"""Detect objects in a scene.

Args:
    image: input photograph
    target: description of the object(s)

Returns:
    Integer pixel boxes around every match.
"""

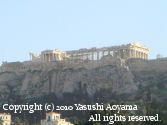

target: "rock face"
[0,57,167,101]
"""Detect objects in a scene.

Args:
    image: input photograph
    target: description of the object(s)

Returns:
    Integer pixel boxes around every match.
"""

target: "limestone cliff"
[0,57,167,102]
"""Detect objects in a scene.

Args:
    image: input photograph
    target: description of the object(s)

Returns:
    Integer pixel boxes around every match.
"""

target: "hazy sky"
[0,0,167,62]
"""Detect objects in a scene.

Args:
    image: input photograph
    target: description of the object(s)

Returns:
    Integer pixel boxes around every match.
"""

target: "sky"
[0,0,167,62]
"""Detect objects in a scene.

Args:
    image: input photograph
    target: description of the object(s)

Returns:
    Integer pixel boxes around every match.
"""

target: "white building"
[0,113,11,125]
[41,112,74,125]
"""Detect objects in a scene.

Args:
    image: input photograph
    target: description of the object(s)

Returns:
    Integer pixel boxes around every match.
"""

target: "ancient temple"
[30,42,149,62]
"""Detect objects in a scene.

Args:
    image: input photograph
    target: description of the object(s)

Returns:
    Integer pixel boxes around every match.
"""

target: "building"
[0,113,11,125]
[30,42,150,62]
[41,112,74,125]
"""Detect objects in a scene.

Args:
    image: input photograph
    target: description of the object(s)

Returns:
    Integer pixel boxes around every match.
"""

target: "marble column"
[92,52,94,60]
[97,51,100,60]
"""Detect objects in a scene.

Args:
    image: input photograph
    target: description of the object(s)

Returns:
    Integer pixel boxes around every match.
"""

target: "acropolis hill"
[0,42,167,100]
[0,42,153,72]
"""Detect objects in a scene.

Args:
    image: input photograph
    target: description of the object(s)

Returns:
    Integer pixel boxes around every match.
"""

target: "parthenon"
[30,42,150,62]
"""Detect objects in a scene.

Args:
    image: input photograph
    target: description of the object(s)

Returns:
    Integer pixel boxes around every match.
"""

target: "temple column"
[97,51,100,60]
[102,51,105,56]
[92,52,94,60]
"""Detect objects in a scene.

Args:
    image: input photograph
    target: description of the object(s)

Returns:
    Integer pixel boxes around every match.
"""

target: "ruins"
[30,42,149,62]
[0,42,150,72]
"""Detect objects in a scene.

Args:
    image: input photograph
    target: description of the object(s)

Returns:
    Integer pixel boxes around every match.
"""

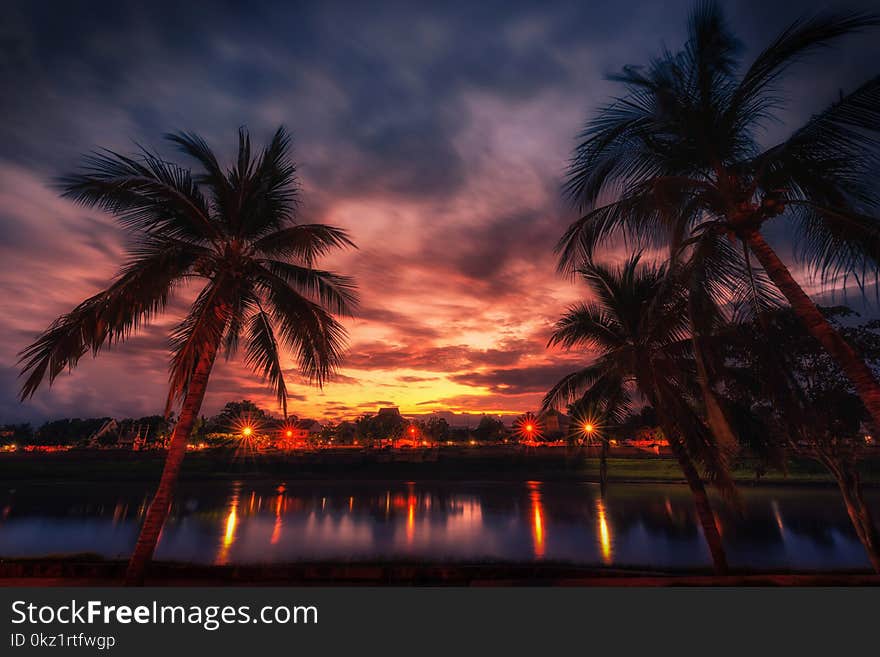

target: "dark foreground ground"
[0,446,880,485]
[0,559,880,587]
◇ ◇ ◇
Written instruction:
Please pick out and copy every line above that contains the word "temple". Case counts.

Written answer:
target: "ancient temple"
target: "temple column"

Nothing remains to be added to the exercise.